Texto de origem:
ATENÇÃO: O texto a seguir possui spoilers do último episódio de The Good Place.
Caso não tenha visto a série: assista, me agradeça por ter falado dessa série perfeita, e volte aqui pra sofrer o luto que nós, fãs da série, estamos sofrendo agora que acabou.
The good place começou com uma proposta interessante: Eleanor Shellstrop (Kristen Bell) chega ao Good Place, ou Bom Lugar, e percebe que está lá por engano. Assim, pede ajuda para Chidi Anagonye (William Jackson Harper), professor de filosofia moral, para aprender a ser boa e se manter no paraíso, em vez de descer para o inferno. Logo a nossa protagonista moralmente duvidosa vai aprendendo sobre grandes pensadores: Sócrates, Platão, Aristóteles, Beyoncé (ela é bastante presente na série), e busca melhorar. Assim nasceu uma das melhores séries de comédias já feitas.
Ao longo dos episódios conhecemos Jason-Jianyu, a irmã de Kamilah (era Tahine? Tahani?) Al Jamil, Eleanor e Chidi. Nosso quarteto formado, acompanhamos por 4 temporadas sua construção de caráter junto à Michael e Janet (not a girl). E essa última temporada, ao mesmo tempo que abraça, nos dá diversos socos no estômago mostrando a humanidade.

Tarefa a realizar: Transcreva, do texto sobre a série The Good Place, o trecho que se inicia com as palavras "Caso não tenha" e se encerra com "agora que acabou.". O material apresentado a seguir é independente do texto sobre a série The Good Place.

Entradas do conjunto de dados
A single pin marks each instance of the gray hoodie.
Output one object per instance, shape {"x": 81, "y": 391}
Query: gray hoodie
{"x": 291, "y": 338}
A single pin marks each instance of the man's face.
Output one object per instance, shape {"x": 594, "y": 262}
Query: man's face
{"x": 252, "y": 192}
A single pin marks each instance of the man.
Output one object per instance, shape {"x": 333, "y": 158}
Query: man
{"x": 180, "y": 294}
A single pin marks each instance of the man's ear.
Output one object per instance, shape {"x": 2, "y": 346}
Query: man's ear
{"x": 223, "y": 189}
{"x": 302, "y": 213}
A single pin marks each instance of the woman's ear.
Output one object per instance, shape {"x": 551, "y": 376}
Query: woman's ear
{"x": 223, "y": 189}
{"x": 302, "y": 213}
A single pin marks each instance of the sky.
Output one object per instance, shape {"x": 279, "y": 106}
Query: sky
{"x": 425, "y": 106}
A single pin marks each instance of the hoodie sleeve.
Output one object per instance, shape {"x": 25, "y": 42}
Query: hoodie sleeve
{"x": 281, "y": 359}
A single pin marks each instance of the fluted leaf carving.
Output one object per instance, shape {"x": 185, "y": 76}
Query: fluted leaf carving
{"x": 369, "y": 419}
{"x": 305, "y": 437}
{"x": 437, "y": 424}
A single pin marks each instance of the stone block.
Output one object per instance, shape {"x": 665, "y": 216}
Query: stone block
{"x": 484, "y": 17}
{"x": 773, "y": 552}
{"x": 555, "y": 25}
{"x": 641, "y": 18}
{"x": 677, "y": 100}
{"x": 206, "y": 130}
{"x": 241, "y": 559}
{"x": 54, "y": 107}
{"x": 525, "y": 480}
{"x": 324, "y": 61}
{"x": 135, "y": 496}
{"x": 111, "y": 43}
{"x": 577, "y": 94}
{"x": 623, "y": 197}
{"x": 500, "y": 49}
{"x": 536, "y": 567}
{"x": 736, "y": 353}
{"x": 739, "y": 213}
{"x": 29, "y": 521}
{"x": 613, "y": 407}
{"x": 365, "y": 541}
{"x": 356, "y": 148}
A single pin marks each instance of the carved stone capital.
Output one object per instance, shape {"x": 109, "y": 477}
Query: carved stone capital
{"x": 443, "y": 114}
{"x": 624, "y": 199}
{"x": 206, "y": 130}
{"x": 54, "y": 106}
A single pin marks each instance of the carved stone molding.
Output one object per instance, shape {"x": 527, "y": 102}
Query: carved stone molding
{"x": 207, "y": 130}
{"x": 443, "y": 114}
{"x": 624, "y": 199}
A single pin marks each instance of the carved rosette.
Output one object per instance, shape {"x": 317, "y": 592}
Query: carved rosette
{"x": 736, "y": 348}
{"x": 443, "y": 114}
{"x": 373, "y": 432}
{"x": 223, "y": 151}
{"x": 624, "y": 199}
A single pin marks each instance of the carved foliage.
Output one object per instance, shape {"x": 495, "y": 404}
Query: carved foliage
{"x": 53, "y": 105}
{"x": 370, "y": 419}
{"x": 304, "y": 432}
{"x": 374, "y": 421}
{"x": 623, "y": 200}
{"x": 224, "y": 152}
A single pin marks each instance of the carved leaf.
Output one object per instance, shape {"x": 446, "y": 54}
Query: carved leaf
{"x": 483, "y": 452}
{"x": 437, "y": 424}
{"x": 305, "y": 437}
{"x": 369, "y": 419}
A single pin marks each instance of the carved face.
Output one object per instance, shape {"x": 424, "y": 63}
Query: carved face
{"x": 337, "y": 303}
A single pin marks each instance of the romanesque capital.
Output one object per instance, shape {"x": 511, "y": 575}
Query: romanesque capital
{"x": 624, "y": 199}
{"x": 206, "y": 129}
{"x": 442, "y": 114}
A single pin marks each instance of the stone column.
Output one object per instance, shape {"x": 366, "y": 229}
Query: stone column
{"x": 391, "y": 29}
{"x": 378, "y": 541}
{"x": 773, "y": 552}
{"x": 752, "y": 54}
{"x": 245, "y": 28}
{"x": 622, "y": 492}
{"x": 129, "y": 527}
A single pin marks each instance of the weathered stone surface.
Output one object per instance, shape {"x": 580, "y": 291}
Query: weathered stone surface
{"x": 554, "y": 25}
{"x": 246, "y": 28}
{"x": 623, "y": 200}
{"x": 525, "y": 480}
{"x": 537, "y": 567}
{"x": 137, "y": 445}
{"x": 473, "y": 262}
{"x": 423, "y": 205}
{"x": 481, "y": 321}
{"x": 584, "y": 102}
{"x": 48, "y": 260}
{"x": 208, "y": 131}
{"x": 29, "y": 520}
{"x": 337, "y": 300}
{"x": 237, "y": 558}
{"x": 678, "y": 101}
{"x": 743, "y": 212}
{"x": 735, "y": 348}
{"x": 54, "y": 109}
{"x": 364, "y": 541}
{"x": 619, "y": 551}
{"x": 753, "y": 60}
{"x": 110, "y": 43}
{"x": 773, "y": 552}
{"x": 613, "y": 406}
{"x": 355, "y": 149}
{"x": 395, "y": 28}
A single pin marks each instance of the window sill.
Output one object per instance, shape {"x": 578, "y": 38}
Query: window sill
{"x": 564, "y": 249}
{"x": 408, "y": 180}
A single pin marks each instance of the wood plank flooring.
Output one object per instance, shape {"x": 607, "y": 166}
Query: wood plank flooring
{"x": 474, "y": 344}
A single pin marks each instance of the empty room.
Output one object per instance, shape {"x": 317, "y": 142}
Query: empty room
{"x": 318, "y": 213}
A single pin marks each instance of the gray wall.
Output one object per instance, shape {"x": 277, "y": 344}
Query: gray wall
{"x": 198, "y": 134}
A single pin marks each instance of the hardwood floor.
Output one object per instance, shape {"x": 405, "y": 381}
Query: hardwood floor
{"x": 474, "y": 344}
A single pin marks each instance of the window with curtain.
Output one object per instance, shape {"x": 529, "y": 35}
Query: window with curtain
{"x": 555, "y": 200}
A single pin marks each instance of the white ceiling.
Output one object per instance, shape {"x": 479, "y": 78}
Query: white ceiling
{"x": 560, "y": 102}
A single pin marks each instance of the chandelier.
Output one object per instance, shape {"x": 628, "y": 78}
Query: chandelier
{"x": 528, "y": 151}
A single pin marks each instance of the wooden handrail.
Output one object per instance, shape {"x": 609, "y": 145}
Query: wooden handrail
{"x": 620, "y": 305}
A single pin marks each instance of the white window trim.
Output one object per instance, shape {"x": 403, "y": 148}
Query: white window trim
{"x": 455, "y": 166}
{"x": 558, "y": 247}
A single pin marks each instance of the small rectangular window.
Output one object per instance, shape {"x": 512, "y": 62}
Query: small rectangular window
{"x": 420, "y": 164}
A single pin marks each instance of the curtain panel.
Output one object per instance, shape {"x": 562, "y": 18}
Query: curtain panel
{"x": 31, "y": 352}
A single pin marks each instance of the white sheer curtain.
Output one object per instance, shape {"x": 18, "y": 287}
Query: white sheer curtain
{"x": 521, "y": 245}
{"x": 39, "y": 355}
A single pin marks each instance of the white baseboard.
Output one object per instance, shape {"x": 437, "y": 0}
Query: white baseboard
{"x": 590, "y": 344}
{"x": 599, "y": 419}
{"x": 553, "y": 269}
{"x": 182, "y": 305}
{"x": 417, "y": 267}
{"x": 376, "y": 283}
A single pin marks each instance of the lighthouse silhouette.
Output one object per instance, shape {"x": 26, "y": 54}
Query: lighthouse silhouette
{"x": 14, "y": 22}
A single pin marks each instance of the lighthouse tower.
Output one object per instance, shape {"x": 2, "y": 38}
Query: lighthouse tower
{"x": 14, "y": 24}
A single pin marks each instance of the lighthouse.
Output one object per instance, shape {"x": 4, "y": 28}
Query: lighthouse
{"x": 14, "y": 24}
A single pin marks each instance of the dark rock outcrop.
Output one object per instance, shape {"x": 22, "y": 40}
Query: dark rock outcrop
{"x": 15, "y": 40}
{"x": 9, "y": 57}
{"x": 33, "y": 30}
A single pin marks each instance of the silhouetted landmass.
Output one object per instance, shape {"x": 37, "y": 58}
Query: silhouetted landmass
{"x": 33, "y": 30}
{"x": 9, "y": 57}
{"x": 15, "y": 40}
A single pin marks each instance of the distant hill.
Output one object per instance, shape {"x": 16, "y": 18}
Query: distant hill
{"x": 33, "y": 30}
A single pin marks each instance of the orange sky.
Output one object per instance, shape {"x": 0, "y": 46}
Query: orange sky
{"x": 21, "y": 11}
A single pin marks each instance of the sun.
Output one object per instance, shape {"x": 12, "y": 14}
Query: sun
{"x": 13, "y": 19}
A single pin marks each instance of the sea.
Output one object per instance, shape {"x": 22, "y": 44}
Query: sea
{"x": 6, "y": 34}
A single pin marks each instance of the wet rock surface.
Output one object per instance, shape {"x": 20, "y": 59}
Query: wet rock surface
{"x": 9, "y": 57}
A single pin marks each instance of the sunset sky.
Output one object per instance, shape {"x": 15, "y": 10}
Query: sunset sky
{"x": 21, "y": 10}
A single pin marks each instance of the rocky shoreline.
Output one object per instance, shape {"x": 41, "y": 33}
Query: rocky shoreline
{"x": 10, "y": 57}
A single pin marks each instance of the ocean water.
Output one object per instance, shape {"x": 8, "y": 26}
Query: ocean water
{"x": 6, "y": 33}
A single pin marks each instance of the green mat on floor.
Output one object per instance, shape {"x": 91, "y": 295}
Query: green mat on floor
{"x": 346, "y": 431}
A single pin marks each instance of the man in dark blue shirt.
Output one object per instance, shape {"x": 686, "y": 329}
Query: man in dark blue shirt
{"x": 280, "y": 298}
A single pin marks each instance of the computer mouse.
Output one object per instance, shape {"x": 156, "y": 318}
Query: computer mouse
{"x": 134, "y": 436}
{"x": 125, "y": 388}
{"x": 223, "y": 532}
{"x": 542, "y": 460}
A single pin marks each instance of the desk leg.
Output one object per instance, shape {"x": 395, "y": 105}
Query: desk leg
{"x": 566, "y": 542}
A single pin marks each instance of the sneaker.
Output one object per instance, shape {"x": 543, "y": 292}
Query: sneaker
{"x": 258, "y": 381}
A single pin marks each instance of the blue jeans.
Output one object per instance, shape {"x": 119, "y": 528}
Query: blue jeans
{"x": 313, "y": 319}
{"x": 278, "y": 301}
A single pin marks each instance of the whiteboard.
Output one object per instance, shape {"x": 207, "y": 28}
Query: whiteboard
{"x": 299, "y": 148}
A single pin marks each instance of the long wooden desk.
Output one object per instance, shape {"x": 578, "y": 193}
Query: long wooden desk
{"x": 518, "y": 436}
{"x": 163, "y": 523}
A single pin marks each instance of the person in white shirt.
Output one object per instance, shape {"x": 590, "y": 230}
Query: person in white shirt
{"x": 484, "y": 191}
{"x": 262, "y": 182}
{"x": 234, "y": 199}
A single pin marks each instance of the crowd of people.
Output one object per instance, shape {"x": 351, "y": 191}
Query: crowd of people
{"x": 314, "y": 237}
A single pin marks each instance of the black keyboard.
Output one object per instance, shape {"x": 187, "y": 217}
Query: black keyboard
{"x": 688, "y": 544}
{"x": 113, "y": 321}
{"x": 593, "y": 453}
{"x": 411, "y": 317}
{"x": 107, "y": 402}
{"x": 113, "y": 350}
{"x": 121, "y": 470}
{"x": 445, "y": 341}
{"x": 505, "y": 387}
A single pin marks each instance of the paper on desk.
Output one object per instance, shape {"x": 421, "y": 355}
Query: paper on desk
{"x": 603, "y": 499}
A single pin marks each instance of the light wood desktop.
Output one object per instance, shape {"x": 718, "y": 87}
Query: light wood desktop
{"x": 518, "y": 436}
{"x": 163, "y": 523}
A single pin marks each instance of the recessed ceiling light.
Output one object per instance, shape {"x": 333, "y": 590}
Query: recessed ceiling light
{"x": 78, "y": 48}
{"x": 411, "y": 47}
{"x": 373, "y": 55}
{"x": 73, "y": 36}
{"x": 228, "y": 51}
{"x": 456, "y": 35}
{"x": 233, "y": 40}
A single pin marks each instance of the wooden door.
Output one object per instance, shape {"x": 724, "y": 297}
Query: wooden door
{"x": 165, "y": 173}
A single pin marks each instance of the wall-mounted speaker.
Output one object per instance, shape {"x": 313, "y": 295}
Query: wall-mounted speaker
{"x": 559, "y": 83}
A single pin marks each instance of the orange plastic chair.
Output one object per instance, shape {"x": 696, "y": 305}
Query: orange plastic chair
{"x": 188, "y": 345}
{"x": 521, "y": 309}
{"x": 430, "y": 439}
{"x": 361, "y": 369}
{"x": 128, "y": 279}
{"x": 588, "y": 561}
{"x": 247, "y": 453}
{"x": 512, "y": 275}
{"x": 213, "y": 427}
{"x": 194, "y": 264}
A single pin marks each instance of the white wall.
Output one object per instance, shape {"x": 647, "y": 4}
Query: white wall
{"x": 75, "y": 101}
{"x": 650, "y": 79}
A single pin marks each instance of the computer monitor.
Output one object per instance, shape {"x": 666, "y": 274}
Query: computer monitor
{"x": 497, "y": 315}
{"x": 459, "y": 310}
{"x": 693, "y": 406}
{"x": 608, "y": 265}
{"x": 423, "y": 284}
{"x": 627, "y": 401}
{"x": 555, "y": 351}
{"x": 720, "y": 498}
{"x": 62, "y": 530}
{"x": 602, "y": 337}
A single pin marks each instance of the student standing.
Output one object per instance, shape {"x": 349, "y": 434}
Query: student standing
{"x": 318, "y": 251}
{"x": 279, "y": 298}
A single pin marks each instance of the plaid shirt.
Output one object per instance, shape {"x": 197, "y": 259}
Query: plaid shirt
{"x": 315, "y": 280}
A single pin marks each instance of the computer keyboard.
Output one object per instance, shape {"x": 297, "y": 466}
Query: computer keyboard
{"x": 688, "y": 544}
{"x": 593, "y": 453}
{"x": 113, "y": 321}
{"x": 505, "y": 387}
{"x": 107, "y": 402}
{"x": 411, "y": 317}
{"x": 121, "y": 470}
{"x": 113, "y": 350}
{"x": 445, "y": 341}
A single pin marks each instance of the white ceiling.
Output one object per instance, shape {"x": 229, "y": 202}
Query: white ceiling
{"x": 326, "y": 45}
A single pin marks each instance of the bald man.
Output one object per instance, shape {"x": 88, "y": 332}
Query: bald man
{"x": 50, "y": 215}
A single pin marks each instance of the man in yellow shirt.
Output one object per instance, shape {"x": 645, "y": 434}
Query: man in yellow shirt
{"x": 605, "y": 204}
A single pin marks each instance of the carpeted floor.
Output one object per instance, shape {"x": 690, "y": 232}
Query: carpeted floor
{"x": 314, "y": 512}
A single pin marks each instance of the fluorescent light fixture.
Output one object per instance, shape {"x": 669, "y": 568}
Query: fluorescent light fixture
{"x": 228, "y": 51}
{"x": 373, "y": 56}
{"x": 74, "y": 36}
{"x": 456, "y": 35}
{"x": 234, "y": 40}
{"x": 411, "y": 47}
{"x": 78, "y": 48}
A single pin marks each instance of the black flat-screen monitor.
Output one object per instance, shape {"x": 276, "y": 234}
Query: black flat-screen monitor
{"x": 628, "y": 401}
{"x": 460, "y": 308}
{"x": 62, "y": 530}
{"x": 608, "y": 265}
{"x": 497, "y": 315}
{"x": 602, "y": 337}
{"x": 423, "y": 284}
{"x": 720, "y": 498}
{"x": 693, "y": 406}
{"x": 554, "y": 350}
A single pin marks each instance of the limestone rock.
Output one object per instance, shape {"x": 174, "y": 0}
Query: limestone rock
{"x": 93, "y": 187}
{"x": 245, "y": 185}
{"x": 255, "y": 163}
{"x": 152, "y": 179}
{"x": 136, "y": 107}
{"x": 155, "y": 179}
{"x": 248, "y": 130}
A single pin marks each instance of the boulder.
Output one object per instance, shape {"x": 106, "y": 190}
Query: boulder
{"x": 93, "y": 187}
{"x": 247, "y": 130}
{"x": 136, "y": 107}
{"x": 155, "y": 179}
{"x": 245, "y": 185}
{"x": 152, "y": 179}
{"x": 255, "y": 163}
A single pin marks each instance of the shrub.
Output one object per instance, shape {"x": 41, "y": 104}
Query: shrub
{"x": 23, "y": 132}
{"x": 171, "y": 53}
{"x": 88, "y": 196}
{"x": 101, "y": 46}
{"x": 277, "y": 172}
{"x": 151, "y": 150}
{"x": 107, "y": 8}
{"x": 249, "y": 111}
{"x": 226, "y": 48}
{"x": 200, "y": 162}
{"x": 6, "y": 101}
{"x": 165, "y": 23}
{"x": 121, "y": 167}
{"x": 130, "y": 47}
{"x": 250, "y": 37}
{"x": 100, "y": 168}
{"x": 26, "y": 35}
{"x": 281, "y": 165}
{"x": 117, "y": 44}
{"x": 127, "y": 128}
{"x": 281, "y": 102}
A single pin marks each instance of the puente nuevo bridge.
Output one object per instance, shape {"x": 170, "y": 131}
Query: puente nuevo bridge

Resposta ao exercício:
Caso não tenha visto a série: assista, me agradeça por ter falado dessa série perfeita, e volte aqui pra sofrer o luto que nós, fãs da série, estamos sofrendo agora que acabou.